EXERCISE
Transfer the entries below in full, starting with the first one and going on through the line that contains "point(74, 295)". Add 31 to every coordinate in the answers and leave all other text unchanged.

SUPPLIED RECORDS
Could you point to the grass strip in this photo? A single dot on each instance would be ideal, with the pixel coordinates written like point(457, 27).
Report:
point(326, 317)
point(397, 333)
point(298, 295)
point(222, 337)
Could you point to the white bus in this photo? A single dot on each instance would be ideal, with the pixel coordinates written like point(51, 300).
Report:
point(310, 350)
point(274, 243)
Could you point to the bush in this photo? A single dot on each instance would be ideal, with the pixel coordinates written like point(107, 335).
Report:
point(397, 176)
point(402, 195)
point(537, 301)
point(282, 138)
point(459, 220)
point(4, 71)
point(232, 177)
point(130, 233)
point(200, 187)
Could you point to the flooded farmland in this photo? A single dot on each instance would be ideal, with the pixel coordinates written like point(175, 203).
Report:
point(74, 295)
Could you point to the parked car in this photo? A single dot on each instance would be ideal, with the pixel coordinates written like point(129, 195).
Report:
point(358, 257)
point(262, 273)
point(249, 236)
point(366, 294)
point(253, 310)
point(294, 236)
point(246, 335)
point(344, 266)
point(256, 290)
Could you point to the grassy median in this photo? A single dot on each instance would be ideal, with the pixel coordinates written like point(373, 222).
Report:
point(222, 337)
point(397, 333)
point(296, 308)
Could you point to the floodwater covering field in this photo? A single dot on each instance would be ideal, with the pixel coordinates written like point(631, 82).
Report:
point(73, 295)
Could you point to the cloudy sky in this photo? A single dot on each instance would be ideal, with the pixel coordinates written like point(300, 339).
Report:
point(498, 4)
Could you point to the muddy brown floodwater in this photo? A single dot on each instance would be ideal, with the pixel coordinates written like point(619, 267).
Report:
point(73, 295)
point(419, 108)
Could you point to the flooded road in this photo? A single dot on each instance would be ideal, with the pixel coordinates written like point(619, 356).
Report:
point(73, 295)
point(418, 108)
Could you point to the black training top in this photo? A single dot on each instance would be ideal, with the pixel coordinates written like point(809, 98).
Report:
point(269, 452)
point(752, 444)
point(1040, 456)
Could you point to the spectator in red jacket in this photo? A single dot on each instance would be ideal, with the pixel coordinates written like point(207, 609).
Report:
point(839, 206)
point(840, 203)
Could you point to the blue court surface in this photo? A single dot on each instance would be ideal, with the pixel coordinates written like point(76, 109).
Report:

SOLUTION TO THE EXERCISE
Could you point to the grass strip in this photo? A single dot on each instance would be ideal, with the pixel coordinates written like point(457, 27).
Report:
point(357, 348)
point(428, 364)
point(329, 326)
point(253, 368)
Could you point to the white bus in this photo? A single dot on each instance would be ideal, with the pixel coordinates written like point(51, 300).
Report:
point(341, 381)
point(305, 274)
Could you point to the bush in this photo? A single dot on each instance would be ideal, with the pixel coordinates written like point(107, 335).
Report:
point(428, 207)
point(433, 226)
point(568, 332)
point(313, 169)
point(490, 251)
point(35, 102)
point(263, 208)
point(161, 264)
point(231, 218)
Could you point to the flooded farmland in this photo? A single dot on each instance would be ideal, with the pixel coordinates written like point(175, 203).
Report:
point(105, 326)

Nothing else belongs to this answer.